╭─ Выбранный отрывок

Я была довольна нашим разговором. Я постояла за себя, я проявила чувство юмора, и Джордж не забудет купальники (в которых девочки радостно лягут спать, потому что он наверняка забудет пижамы). Но неугомонный бес у меня в голове – тот, чей голос стал мне родным за многие годы разговоров об обязанностях женщин и их месте в семье, – не давал мне покоя: ты к нему несправедлива. Он ведь их увозит, как ты и хотела. Что тебе стоит собрать пару вещей? Они едут всего на одну ночь. Это займет не больше тридцати секунд. Что в этом страшного?! Я беру iPad, несколько игрушек и кладу их в сумку – подношение моему внутреннему бесу и моему мужу, к которому я больше всего на свете хочу быть справедливой.

╰─
╭─ Исходный материал

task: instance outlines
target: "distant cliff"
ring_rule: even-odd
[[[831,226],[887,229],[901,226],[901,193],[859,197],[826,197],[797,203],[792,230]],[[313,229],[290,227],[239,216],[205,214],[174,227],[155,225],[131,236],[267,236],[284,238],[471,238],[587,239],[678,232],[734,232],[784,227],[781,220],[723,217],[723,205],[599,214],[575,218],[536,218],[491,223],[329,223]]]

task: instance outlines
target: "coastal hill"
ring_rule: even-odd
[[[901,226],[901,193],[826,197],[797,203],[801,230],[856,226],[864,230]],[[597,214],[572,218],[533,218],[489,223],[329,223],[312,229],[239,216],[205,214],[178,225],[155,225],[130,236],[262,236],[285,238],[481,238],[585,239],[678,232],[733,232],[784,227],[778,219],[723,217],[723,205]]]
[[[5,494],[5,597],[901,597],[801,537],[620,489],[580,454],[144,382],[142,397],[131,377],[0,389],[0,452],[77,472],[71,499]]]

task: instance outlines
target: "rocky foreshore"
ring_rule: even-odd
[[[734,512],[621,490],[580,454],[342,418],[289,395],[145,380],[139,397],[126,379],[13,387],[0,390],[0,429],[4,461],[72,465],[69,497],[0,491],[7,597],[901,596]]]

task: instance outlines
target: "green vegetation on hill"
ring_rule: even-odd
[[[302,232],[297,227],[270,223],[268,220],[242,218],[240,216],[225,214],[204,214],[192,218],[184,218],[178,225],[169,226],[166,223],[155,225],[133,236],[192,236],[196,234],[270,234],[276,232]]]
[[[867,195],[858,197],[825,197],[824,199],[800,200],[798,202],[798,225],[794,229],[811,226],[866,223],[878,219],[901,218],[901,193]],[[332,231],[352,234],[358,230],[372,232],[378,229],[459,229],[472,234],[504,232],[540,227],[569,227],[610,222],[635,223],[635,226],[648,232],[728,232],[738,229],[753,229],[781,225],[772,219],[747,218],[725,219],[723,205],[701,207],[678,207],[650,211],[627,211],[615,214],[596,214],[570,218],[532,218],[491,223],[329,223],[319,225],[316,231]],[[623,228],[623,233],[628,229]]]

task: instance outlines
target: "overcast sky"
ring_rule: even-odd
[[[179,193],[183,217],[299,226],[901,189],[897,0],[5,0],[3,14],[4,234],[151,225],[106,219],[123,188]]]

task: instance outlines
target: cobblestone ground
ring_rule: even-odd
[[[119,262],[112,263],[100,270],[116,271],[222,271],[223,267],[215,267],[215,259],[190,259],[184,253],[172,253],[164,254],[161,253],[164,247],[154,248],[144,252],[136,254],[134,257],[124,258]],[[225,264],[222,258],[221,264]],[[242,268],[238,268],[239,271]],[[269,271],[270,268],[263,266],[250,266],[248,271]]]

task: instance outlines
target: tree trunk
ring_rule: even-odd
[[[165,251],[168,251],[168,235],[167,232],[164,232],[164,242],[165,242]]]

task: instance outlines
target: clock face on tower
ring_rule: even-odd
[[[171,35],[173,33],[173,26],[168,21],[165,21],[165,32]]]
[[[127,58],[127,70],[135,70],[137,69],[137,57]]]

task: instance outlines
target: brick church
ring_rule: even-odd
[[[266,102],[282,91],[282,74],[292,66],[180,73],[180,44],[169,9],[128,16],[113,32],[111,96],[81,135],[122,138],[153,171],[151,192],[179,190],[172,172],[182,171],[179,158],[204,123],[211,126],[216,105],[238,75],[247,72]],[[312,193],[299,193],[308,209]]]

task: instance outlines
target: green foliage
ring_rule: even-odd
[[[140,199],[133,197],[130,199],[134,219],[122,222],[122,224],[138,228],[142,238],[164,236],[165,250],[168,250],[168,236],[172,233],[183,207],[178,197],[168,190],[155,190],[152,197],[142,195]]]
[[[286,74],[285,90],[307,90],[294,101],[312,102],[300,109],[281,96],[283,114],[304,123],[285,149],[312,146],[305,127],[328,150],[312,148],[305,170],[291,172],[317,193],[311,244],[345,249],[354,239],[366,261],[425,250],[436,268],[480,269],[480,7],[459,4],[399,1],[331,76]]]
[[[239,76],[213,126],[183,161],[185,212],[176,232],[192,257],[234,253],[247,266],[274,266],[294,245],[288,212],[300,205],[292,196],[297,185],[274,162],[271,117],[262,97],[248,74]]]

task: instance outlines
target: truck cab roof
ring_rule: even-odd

╰─

Проверьте себя –
- 1) Ответьте на вопросы по отрывку о поездке девочек с Джорджем.
(а) Что Джордж, по мнению рассказчицы, наверняка забудет?
(б) На сколько ночей уезжают девочки?
(в) Что рассказчица кладёт в сумку?
- 2) Процитируйте из отрывка о поездке девочек с Джорджем фрагмент от слов «Я была довольна» до слов «хочу быть справедливой.» включительно.
- 3) Продолжите отрывок о поездке девочек с Джорджем, начав сразу после его последнего предложения.
Приведённые строки для работы не понадобятся.

Ответы к упражнению –
- 1)
(а) Пижамы.
(б) Всего на одну ночь.
(в) iPad и несколько игрушек.

- 2)
Я была довольна нашим разговором. Я постояла за себя, я проявила чувство юмора, и Джордж не забудет купальники (в которых девочки радостно лягут спать, потому что он наверняка забудет пижамы). Но неугомонный бес у меня в голове – тот, чей голос стал мне родным за многие годы разговоров об обязанностях женщин и их месте в семье, – не давал мне покоя: ты к нему несправедлива. Он ведь их увозит, как ты и хотела. Что тебе стоит собрать пару вещей? Они едут всего на одну ночь. Это займет не больше тридцати секунд. Что в этом страшного?! Я беру iPad, несколько игрушек и кладу их в сумку – подношение моему внутреннему бесу и моему мужу, к которому я больше всего на свете хочу быть справедливой.

- 3)
Я этого не ожидала

В 2003 году, когда мне было тридцать, моя подруга Таня родила первенца. Она была на несколько лет старше, и – поскольку речь идет о Нью-Йорке, городе с высоким средним возрастом рождения первого ребенка – стала первой из моих местных знакомых, у кого родился ребенок. А еще через несколько месяцев стала первой из моих знакомых мамой, которая вышла на полный рабочий день. И первой, с кем я потеряла связь из-за ее плотного графика. Каждые полтора месяца мы пытались встретиться, и нам это ни разу не удалось. Наконец Таня позвонила и сказала – так, будто это само собой разумеется, – что она больше не сможет приезжать на совместные ужины, потому что ее муж неспособен посидеть с малышом и одного вечера. Работа Джона заключалась в том числе в налаживании дружеских связей с клиентами, и я знала, что вечерами Таня часто остается с сыном одна. «Если ты можешь, почему он не может?» – спросила я. Она запнулась, прежде чем ответить: «Он не захочет». Я спросила почему. В общем, разговор не получился. Меня удивило и возмутило, что она позволяет мужу выходить сухим из воды и отказываться от ответственности. Работали они оба. Почему же дома они не были равноправными партнерами? Разумного объяснения этому просто не находилось.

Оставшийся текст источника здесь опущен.